__SOURCE INFORMATION__.

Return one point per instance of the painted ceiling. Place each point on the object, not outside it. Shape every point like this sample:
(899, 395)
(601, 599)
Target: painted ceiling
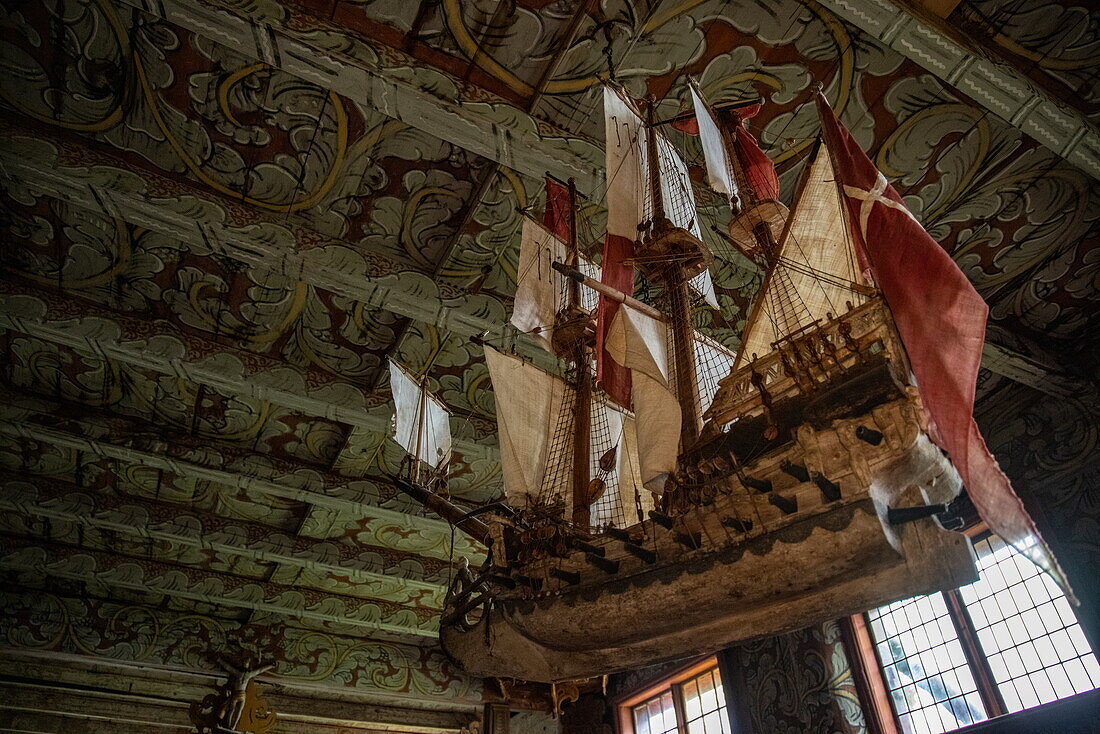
(211, 248)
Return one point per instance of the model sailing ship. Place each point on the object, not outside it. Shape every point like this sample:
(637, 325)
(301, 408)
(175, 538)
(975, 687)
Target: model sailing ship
(723, 497)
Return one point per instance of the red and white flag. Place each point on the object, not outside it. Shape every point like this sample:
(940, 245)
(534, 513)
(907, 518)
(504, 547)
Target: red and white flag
(942, 321)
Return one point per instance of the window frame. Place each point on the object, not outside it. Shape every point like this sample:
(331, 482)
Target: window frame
(673, 681)
(867, 667)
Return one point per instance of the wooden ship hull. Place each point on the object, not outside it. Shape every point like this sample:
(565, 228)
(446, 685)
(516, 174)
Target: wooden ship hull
(778, 523)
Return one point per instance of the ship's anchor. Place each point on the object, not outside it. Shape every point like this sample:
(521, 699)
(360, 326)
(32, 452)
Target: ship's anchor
(463, 596)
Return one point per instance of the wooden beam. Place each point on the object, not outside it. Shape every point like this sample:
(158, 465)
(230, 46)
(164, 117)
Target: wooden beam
(997, 87)
(37, 558)
(59, 502)
(512, 140)
(353, 276)
(124, 339)
(432, 535)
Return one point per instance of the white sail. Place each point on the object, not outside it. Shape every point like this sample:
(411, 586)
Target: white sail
(540, 289)
(816, 265)
(640, 343)
(424, 428)
(718, 170)
(528, 405)
(713, 362)
(625, 159)
(679, 201)
(538, 284)
(624, 480)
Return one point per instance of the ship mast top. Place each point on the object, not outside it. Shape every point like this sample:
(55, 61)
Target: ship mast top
(672, 255)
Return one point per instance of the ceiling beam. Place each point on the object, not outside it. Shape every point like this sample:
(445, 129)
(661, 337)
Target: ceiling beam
(86, 707)
(136, 517)
(1031, 372)
(433, 535)
(996, 86)
(36, 558)
(124, 339)
(510, 140)
(20, 403)
(353, 278)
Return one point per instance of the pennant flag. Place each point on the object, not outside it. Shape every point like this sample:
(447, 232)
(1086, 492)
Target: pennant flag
(758, 168)
(942, 321)
(558, 217)
(719, 173)
(626, 195)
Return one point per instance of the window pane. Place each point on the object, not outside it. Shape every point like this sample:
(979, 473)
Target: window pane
(930, 683)
(705, 704)
(1025, 626)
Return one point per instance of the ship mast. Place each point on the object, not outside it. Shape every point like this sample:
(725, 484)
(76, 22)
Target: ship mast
(673, 277)
(582, 376)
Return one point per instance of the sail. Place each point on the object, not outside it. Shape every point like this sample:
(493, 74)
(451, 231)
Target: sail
(718, 170)
(640, 343)
(679, 201)
(528, 405)
(815, 270)
(540, 291)
(614, 429)
(424, 428)
(538, 284)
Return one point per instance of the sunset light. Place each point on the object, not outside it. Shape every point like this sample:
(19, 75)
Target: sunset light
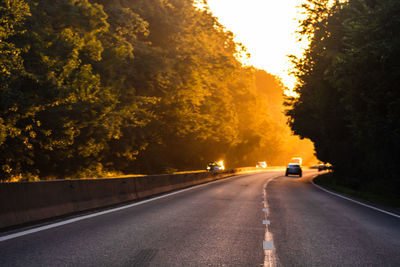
(266, 28)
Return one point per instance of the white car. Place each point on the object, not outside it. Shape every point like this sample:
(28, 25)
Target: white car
(261, 164)
(294, 168)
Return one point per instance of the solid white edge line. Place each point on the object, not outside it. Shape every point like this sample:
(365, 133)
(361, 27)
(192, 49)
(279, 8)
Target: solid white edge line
(355, 201)
(68, 221)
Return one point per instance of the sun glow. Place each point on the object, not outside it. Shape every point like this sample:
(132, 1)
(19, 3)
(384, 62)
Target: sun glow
(267, 29)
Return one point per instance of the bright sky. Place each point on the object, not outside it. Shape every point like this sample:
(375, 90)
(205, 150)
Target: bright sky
(267, 28)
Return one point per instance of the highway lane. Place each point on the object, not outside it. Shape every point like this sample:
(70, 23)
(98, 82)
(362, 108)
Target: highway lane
(220, 224)
(314, 228)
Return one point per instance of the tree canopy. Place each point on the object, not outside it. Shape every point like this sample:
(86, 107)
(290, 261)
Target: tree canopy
(348, 102)
(147, 86)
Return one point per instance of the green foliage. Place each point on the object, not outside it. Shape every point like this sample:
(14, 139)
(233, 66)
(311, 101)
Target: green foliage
(348, 87)
(90, 87)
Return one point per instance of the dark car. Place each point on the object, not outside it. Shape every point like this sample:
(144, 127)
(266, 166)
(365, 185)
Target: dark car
(215, 166)
(294, 168)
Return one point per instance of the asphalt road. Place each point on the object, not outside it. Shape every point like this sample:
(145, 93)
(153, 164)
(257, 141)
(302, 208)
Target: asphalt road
(221, 224)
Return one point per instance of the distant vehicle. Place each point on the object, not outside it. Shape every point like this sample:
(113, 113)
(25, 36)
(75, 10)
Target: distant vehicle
(293, 168)
(322, 167)
(297, 160)
(215, 166)
(261, 164)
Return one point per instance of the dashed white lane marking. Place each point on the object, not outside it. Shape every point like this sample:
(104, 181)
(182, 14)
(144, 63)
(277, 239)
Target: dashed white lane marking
(53, 225)
(268, 245)
(355, 201)
(270, 258)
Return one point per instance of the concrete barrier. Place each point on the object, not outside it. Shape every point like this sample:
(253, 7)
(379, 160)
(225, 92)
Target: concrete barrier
(27, 202)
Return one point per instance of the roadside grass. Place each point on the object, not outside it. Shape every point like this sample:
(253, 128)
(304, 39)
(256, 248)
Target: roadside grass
(372, 193)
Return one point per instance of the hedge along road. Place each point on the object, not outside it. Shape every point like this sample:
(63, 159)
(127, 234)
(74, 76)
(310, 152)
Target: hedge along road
(220, 223)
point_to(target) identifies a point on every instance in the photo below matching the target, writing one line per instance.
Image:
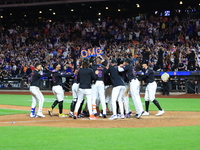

__EXERCISE DETAILS__. Could you reproduce every entry exactly, leaving out the pictures?

__ANSWER TO THE PROBLEM__.
Return one point per instance of the painted ceiling. Place each point on the object, not outside it. Shape every point like this sample:
(899, 395)
(601, 599)
Target: painted ceiling
(211, 248)
Return one point per instance of the model sailing ship. Place each point on the object, not outside it. Shape every point like this sample:
(637, 325)
(301, 408)
(175, 538)
(975, 687)
Target: model sailing ship
(723, 497)
Return one point per instance of the red and white flag. Place each point on the object, not outside it. Shape every point like this sample:
(940, 245)
(534, 513)
(907, 518)
(504, 547)
Target: red and white flag
(942, 321)
Return one point per instance of the window frame. Place each point on the object, not outside it. Shape every point like this sample:
(331, 482)
Target: window frame
(673, 681)
(867, 667)
Return one point per instance of the wooden ship hull. Place each point on the object, not outside it. Shape every point like this sample:
(565, 228)
(446, 685)
(516, 174)
Target: wooden ship hull
(778, 523)
Return one point per instance of the ship's anchor. Place each point on the object, not outside it. Shape every point like this sample:
(521, 699)
(360, 326)
(32, 452)
Target: ship's anchor
(463, 596)
Return one point per instance of the wooden beam. Place each point on the object, not outside it. Shape every point like this sample:
(158, 465)
(230, 46)
(164, 117)
Target: wooden beam
(997, 87)
(37, 558)
(59, 502)
(512, 140)
(353, 276)
(124, 339)
(432, 535)
Return one point per instance of the white sail. Place each point on the object, not outside it. Shape every point like this sample:
(411, 586)
Target: white sail
(540, 289)
(816, 265)
(640, 343)
(424, 428)
(718, 170)
(528, 405)
(713, 362)
(625, 159)
(679, 201)
(538, 284)
(624, 480)
Return one point per instance of the ship mast top. Place each point on the object, not outside it. Shape every point like this sample:
(55, 61)
Target: ship mast top
(672, 255)
Return one point per instance of the ceiling beam. Place each point on the object, not outside it. Shape every point like this sample:
(445, 129)
(661, 337)
Target: ceiling beam
(86, 707)
(136, 517)
(1031, 372)
(433, 535)
(996, 86)
(36, 558)
(124, 339)
(510, 140)
(20, 403)
(353, 278)
Return one point per instance of the pennant flag. Place each point on the object, not outside it. Shape every point like this sample:
(447, 232)
(1086, 492)
Target: pennant flag
(758, 168)
(942, 321)
(558, 217)
(719, 173)
(626, 195)
Return one point per instance of the window pane. Place each point on the object, not outside it. Shape every point like this sample:
(979, 473)
Target: window pane
(930, 683)
(705, 704)
(1025, 626)
Return one point per instance of the ship mast. Place each point on the object, not outside it. Shape every point like this sample:
(725, 484)
(76, 22)
Target: ship mast
(673, 277)
(582, 376)
Return one point per instance of the sail. Place each point on the object, not outside it. Shape every point like this sample:
(493, 74)
(451, 231)
Target: sail
(718, 170)
(640, 343)
(679, 201)
(528, 405)
(815, 270)
(540, 291)
(614, 429)
(424, 428)
(538, 284)
Return one point per instance of the sunset light. Place each point on the object, not outside it. Shape every point like this sample:
(19, 75)
Target: sunset light
(266, 28)
Return one point per instance of the white car. Place each point on the object, not outside it. Shape every point like this sample:
(28, 25)
Target: white car
(261, 164)
(294, 168)
Return one point per instance of the solid white edge line. Place each point on the object, not outside it. Shape every point like this sample:
(365, 133)
(361, 27)
(192, 49)
(279, 8)
Target: solid white edge line
(355, 201)
(68, 221)
Return one point per instance of the sun glow. Place each point on the object, not outside it. Shape every point like this sample:
(132, 1)
(19, 3)
(384, 62)
Target: sun glow
(267, 29)
Return one point per instance of the bright sky. Place each point on the object, not outside it. Shape every point like this sample:
(375, 90)
(205, 150)
Target: bright sky
(267, 28)
Return one point per instance of the highway lane. Place each point on the object, not outside it. Shape every point like this sample:
(70, 23)
(98, 82)
(362, 108)
Target: highway lane
(220, 224)
(314, 228)
Return one point per instance of the tree canopy. Place each point on the object, not outside it. Shape every point like this sample:
(86, 107)
(290, 261)
Target: tree canopy
(348, 102)
(147, 86)
Return one point per instance of the green foliage. Place each point on the object, not outside it. Shape every point like this sample:
(14, 139)
(233, 66)
(311, 101)
Target: green foliage
(348, 87)
(90, 87)
Return one point per instance of the dark car. Place each point on the object, not outside it. Shape every point like this sample:
(144, 127)
(266, 166)
(365, 185)
Target: dark car
(215, 166)
(294, 168)
Return one point per instance of the asphalt road. Place each point on the object, not outside it. Shape every point like this sample:
(145, 93)
(153, 164)
(257, 141)
(302, 208)
Target: asphalt road
(221, 224)
Return one point per instance of the distant vehicle. Place each point on the object, not outside it. Shape every point like this sample:
(113, 113)
(25, 36)
(75, 10)
Target: distant vehicle
(293, 168)
(322, 167)
(297, 160)
(215, 166)
(261, 164)
Return one point per instance of the dashed white lane marking. Place each point on the object, not outside it. Shape every point like this sample:
(104, 181)
(182, 14)
(144, 63)
(277, 239)
Target: dashed white lane marking
(53, 225)
(268, 245)
(355, 201)
(270, 258)
Return one point per instance of the concrete barrier. Place each point on the object, not outside it. Shape every point like this sample:
(253, 7)
(379, 160)
(225, 92)
Target: concrete barrier
(27, 202)
Return one point per instance of the roadside grass. Place each point on the object, not outside it. Shape every point like this sample:
(253, 128)
(304, 39)
(256, 248)
Target: roadside grass
(372, 193)
Return one point per instance of the hedge along road. Place each point on the object, not outside it. Shape every point like this sample:
(63, 159)
(127, 234)
(74, 76)
(310, 152)
Target: hedge along road
(220, 223)
point_to(target) identifies a point on every instance in the photo below matching the target, writing one line per instance.
Image:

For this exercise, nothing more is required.